** BEGIN TEXT SHOWN **

# Heros of Pymoli Code

In [None]:
#Import Dependencies
import pandas as pd
import csv
import numpy as np

#Load Data from CSV
file_to_load = "Resources/purchase_data.csv"

purchase_data_df = pd.read_csv(file_to_load)

In [None]:
purchase_data_df.head(6)

## Player Count

In [None]:
#Selecting Desired Columns For Source Dataframe (omitting repeat screen names)
number_of_players = purchase_data_df["SN"].nunique()

#Creating Dataframe
number_of_players_df = pd.DataFrame({"Total Players": [number_of_players]})
number_of_players_df

### Purchasing Analysis (Total)

In [None]:
#Selecting Desired Columns For Source Dataframe (ommitting repeat items)
number_of_items = len(purchase_data_df["Item Name"].unique())

#Selecting Column from Source Dataframe and computing mean price
average_item_price = purchase_data_df["Price"].mean()
 
#Finding number of total purchases
number_of_purchases = len(purchase_data_df)

#Finding sum of total purchases
total_revenue = purchase_data_df["Price"].sum()

#Creating Dataframe
purchase_summary_df = pd.DataFrame({"Number of Unique Items": [number_of_items],
                                   "Average Price": ["${0:,.2f}".format(average_item_price)],
                                   "Number of Purchases":[number_of_purchases],
                                   "Total Revenue": ["${0:,.2f}".format(total_revenue)]})
purchase_summary_df

## Gender Demographics

In [None]:
#Selecting Desired Columns For Source Dataframe 
gender_df = purchase_data_df[["SN","Gender"]]

#Removing Repeat Players
unique_gender_df = gender_df.drop_duplicates()

#Counting Males and Females
players_gender_df = pd.DataFrame(unique_gender_df["Gender"].value_counts())

#Calculating Percentage of Males and Females Out of Total Players
players_gender_df["Percentage of Players"] = (players_gender_df["Gender"]/unique_gender_df["Gender"].count()*100)

#Rename Column
players_gender_df = players_gender_df.rename(columns={"Gender":"Total Count"})

#Formatting
players_gender_df["Percentage of Players"] = players_gender_df["Percentage of Players"].map("{:.2f}%".format)
players_gender_df

## Purchasing Analysis (Gender)

** END TEXT SHOWN **

### WHAT IS ASKED
In the Heros of Pymoli code above, which file path is the purchase data read from?

** BEGIN PROVIDED RECORDS **

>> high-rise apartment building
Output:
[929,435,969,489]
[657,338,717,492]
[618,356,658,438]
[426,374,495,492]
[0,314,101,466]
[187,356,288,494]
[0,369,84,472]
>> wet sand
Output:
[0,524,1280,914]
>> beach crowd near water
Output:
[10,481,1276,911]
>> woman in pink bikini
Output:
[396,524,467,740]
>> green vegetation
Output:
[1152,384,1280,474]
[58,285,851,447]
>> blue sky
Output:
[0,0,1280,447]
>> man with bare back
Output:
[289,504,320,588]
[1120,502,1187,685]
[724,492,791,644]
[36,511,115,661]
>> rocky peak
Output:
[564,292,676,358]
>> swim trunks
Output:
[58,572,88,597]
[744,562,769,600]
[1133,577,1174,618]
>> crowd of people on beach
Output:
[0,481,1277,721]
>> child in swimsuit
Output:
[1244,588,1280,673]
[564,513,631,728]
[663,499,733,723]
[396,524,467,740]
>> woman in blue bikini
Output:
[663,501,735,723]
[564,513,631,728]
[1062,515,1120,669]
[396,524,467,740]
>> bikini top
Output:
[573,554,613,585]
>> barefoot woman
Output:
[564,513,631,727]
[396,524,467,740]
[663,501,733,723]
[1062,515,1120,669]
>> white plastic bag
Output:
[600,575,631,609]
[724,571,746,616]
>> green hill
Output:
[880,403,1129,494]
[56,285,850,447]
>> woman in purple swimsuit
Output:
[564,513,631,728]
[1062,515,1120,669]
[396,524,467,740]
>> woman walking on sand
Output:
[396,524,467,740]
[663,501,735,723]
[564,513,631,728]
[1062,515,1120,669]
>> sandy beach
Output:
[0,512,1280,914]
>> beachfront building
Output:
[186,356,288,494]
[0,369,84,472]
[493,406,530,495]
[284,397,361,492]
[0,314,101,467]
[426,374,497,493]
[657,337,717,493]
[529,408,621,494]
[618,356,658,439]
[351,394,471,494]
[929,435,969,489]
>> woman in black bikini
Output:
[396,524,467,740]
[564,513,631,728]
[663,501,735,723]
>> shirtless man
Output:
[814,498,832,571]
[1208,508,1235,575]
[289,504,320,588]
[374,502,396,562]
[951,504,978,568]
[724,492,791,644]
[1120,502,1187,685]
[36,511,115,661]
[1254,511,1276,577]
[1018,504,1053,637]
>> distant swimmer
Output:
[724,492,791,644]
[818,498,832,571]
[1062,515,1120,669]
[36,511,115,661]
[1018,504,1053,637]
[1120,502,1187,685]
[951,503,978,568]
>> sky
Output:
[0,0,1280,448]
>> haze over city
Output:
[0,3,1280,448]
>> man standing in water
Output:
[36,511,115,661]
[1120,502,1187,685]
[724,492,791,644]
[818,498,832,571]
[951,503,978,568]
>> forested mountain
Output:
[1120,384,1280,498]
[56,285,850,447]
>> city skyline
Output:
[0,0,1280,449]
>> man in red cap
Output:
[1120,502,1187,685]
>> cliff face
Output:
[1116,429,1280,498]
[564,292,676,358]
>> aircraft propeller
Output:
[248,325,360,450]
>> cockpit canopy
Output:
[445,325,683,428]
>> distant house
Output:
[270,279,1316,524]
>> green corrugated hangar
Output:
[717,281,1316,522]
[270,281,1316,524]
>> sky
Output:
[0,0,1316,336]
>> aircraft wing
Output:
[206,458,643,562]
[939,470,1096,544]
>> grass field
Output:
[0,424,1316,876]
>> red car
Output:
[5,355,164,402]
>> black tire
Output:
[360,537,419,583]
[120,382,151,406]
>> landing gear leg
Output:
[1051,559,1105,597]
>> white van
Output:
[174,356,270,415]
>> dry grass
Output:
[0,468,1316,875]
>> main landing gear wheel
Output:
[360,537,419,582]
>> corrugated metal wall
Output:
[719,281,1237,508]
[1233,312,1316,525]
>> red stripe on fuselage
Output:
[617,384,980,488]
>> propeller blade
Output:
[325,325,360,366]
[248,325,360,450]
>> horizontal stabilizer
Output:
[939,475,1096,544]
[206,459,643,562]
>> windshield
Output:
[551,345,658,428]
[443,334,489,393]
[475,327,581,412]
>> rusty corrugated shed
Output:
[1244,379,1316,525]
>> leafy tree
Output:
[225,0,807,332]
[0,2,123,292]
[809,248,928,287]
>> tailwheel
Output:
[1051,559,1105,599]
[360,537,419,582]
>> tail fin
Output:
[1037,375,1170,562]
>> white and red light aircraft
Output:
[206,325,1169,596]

** END PROVIDED RECORDS **

### EXERCISE RESULT
Resources/purchase_data.csv